- [EXERCISE DETAILS]: All of the data needs to be repeated exactly.
-- THE DATA follows --
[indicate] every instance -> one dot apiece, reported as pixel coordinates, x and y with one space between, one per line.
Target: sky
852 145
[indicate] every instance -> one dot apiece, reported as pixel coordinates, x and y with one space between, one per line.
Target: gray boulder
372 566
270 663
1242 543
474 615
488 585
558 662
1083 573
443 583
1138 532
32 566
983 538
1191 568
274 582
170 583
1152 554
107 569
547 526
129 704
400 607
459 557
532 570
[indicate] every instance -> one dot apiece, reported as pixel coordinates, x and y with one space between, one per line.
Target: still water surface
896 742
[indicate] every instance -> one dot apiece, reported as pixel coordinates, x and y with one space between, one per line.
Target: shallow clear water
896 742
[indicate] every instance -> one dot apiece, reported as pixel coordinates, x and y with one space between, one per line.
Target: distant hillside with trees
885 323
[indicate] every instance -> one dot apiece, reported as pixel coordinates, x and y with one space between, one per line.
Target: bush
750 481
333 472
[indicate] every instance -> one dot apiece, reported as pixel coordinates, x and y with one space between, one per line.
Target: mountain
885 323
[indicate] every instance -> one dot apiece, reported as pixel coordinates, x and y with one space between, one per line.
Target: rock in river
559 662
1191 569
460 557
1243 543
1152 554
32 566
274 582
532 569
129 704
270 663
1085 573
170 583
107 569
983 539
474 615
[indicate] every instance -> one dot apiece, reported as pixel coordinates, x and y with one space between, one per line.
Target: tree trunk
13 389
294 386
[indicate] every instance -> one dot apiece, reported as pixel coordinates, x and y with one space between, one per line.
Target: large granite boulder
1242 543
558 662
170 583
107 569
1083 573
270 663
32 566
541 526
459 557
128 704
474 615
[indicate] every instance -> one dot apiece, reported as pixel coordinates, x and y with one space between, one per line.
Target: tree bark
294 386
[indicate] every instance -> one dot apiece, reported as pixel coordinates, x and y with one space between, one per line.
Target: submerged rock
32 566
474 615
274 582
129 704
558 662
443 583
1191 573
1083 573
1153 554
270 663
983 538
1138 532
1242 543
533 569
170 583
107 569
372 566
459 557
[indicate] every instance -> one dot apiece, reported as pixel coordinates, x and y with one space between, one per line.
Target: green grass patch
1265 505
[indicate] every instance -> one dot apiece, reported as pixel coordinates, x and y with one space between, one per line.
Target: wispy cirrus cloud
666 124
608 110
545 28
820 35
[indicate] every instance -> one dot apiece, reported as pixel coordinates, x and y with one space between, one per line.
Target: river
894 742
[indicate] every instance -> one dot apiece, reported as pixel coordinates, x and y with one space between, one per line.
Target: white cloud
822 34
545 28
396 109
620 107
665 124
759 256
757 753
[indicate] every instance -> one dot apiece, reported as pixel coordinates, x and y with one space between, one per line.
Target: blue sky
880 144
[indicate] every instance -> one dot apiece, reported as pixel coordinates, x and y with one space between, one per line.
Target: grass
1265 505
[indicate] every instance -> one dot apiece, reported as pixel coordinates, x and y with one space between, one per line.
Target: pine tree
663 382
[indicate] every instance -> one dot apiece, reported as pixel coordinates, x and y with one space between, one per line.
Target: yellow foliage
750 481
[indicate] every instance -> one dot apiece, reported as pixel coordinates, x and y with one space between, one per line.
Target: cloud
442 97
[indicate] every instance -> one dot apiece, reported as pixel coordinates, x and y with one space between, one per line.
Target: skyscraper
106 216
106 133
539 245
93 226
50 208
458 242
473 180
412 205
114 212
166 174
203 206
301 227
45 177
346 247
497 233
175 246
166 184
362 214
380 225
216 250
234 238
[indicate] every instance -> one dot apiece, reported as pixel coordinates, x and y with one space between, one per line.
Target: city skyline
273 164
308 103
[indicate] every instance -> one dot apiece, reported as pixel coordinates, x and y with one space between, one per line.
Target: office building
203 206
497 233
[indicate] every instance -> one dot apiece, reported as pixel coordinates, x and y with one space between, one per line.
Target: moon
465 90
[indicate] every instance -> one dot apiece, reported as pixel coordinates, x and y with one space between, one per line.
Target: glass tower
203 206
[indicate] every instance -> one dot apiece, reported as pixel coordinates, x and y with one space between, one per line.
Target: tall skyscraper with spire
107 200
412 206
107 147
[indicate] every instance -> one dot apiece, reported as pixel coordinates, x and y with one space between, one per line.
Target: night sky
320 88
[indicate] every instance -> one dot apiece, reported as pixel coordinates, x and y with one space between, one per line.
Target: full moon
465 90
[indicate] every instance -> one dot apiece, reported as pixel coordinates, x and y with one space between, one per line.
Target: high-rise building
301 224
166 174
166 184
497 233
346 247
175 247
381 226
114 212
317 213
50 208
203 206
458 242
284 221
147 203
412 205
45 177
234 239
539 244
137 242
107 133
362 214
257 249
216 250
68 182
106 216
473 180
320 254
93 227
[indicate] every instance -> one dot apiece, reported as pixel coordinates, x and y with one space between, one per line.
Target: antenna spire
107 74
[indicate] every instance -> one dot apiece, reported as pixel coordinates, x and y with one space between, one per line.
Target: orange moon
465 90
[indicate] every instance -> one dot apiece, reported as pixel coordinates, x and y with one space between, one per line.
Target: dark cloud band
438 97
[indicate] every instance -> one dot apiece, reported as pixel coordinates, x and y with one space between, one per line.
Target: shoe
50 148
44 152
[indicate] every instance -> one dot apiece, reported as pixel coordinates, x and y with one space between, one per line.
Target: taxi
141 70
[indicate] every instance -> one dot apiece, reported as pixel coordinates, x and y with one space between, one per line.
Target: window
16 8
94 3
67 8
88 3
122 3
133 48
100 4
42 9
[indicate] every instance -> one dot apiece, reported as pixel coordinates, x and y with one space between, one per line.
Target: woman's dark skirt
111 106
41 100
-- THE DATA concluded --
- [ANSWER AREA]:
[indicate] every instance -> one dot apiece, reported as pixel coordinates, x and y with one space between, one per line.
Target: sky
852 145
[indicate] every instance -> one dot apiece, reported as pixel coordinates, x and y with one space between, one per line.
Target: gray boulder
372 566
270 663
1242 543
474 615
488 585
558 662
1083 573
443 583
1138 532
32 566
983 538
1191 568
274 582
170 583
1152 554
107 569
547 526
129 704
400 607
459 557
532 570
[indicate] every instance -> one dot apiece, reported as pixel coordinates, x and y with one space between, one per line.
Target: still water surface
896 742
[indicate] every instance -> one dot apiece, reported as pixel coordinates, x and y with one space between, one per line.
Target: shallow clear water
896 742
[indicate] every instance -> one dot apiece, reported as pixel coordinates, x and y with one space between, one per line.
Target: distant hillside with trees
885 323
[indicate] every instance -> one dot apiece, reported as pixel coordinates, x and y with one space between, one per line.
Target: bush
750 481
333 472
[indicate] every instance -> one dot apiece, reported as pixel coordinates, x and y with one space between, one per line.
Target: mountain
885 323
[indicate] every instance -> one dot apiece, reported as pixel coordinates, x and y with one space between, one per line.
Target: rock in river
559 662
1191 569
460 557
1243 543
1152 554
32 566
274 582
532 569
129 704
270 663
1085 573
170 583
107 569
983 539
474 615
[indicate] every instance -> one dot apiece, reported as pixel coordinates, x and y with one space between, one per line.
Target: tree trunk
13 389
294 386
[indicate] every instance -> one dot apiece, reported as pixel coordinates, x and y with one space between, one per line.
Target: large granite boulder
1242 543
558 662
170 583
107 569
1083 573
270 663
32 566
541 526
459 557
128 704
474 615
[indicate] every instance -> one dot apiece, reported as pixel coordinates, x and y with one space between, one per line.
Target: tree bark
294 386
[indicate] every instance -> one dot apiece, reported as pixel coordinates, x and y with one space between, one per line.
Target: submerged rock
32 566
474 615
274 582
129 704
558 662
443 583
1191 573
1083 573
1153 554
270 663
983 538
1138 532
1242 543
533 569
170 583
107 569
372 566
459 557
[indicate] every instance -> one dot apiece, reported as pixel coordinates, x and y with one space between, one per line.
Target: green grass patch
1265 505
[indicate] every instance -> one dot apiece, reported as pixel coordinates, x and y with one space between, one per line.
Target: wispy cirrus cloud
666 124
608 110
545 28
820 35
[indicate] every instance -> one dot apiece, reported as pixel coordinates, x and y with one space between, one per line.
Target: river
894 742
[indicate] every instance -> one dot apiece, reported as pixel coordinates, x and y with one space between, one per line.
Target: white cloud
822 34
545 28
396 109
620 107
665 124
759 256
757 753
[indicate] every instance -> one dot apiece, reported as pixel coordinates, x and y with one space between, one per line.
Target: blue sky
880 144
[indicate] every instance -> one dot apiece, reported as pixel coordinates, x and y with one space between, one per line.
Target: grass
1265 505
[indicate] every instance -> one dot apiece, reported as pixel coordinates, x and y with one space between, one per line.
Target: pine tree
663 382
[indicate] every instance -> one dot apiece, reported as pixel coordinates, x and y with one space between, one per line.
Target: yellow foliage
750 481
[indicate] every instance -> one dot apiece, reported as pixel coordinates, x and y with one space between, one per line.
Target: cloud
442 97
[indicate] every instance -> one dot apiece, reported as pixel coordinates, x and y with one space between, one per line.
Target: skyscraper
106 216
106 133
539 245
93 226
50 208
458 242
473 180
412 205
114 212
166 174
203 206
301 227
45 177
346 247
497 233
175 246
166 184
362 214
380 225
216 250
234 238
[indicate] every instance -> one dot apiece, reported as pixel coordinates, x and y with one space between, one per line.
Target: city skyline
273 164
308 103
[indicate] every instance -> one dot apiece, reported as pixel coordinates, x and y with one space between, one per line.
Target: office building
203 206
497 233
[indicate] every instance -> one dot apiece, reported as pixel coordinates, x and y with one space between, one per line.
Target: moon
465 90
[indicate] every instance -> one dot apiece, reported as pixel coordinates, x and y with one space between, one per line.
Target: glass tower
203 206
[indicate] every instance -> one dot apiece, reported as pixel coordinates, x and y with one space between, one per line.
Target: tall skyscraper with spire
107 200
412 206
107 147
[indicate] every instance -> one dot apiece, reported as pixel coordinates, x and y with one space between, one per line.
Target: night sky
320 88
[indicate] every instance -> one dot apiece, reported as pixel coordinates, x and y with one space between, one per line.
Target: full moon
465 90
[indicate] every instance -> one dot apiece, reported as pixel coordinates, x and y with one space between, one per line.
Target: high-rise building
301 224
166 174
166 184
497 233
346 247
175 247
381 226
114 212
317 213
50 208
203 206
458 242
284 221
147 203
412 205
45 177
234 239
539 244
137 242
107 133
362 214
257 249
216 250
68 182
106 216
473 180
320 254
93 227
[indicate] every instance -> one dot apiece, reported as pixel coordinates, x and y with one space between, one per line.
Target: antenna spire
107 74
[indicate] every instance -> one dot apiece, reported as pixel coordinates, x and y with one space between, one per line.
Target: orange moon
465 90
[indicate] every instance -> one dot apiece, reported as pixel coordinates, x and y with one space between, one per line.
Target: dark cloud band
438 97
[indicate] every instance -> one dot apiece, reported as pixel coordinates, x and y with one space between, one per line.
Target: shoe
50 148
44 152
[indicate] every instance -> one dot apiece, reported as pixel coordinates, x and y with one space between, one per line.
Target: taxi
141 70
[indicate] every instance -> one dot apiece, reported as pixel coordinates, x and y with one space between, one per line.
Target: window
16 8
94 3
67 8
88 3
122 3
133 48
100 4
42 9
[indicate] every instance -> one dot apiece, reported as pixel coordinates, x and y with one space between, one per line.
Target: woman's dark skirt
111 106
41 100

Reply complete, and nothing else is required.